Data extracted from a collection:
=== Section Start ===
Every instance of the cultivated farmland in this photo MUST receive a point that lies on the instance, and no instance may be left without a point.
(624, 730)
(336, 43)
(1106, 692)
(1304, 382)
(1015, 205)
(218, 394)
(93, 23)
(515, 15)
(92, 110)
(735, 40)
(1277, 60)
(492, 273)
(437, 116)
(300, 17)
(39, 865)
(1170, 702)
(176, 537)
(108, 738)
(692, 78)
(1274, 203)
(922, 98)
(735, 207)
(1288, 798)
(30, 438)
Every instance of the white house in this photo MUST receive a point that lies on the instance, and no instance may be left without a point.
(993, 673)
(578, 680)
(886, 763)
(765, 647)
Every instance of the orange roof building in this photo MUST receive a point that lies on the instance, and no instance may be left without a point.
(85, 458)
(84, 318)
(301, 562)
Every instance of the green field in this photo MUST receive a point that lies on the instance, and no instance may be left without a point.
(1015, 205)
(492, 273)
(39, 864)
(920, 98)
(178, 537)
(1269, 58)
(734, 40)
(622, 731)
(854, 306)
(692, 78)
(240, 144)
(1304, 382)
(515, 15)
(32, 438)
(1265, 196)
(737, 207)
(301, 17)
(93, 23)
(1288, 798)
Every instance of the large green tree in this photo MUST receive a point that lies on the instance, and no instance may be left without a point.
=== Section End ===
=== Section Start ===
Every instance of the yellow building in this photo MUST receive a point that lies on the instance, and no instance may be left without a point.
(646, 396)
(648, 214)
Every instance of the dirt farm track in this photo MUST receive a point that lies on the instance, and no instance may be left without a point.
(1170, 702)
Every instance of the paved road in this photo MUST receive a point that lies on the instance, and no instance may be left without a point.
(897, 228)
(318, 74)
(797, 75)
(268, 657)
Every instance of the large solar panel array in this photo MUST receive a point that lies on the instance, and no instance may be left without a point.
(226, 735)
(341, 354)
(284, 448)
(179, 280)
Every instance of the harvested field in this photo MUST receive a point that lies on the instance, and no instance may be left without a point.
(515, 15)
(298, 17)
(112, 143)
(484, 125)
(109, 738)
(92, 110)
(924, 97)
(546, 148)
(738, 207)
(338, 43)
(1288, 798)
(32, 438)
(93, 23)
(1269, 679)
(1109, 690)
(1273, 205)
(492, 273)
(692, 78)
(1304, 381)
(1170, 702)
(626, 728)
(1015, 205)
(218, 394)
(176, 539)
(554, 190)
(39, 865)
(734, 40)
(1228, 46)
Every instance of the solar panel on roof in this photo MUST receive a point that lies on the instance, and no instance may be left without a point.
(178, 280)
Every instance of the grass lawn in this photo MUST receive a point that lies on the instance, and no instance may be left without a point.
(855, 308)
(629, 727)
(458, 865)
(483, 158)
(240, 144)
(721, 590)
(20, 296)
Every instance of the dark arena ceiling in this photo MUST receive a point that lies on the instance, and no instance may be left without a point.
=== Section End ===
YOUR TASK:
Look above for the line holding "Every instance of the grass". Print it and every line after it, exactly, through the line holding "Every instance of the dark".

SOLUTION TO THE PROBLEM:
Every instance of the grass lawn in this photo MUST receive a point that lies on the instance, and no instance may be left without a point.
(855, 308)
(629, 727)
(458, 865)
(483, 158)
(240, 144)
(721, 590)
(20, 296)
Every instance of the dark arena ceiling in this photo MUST receive a point that lies on the instance, and no instance may be left without a point.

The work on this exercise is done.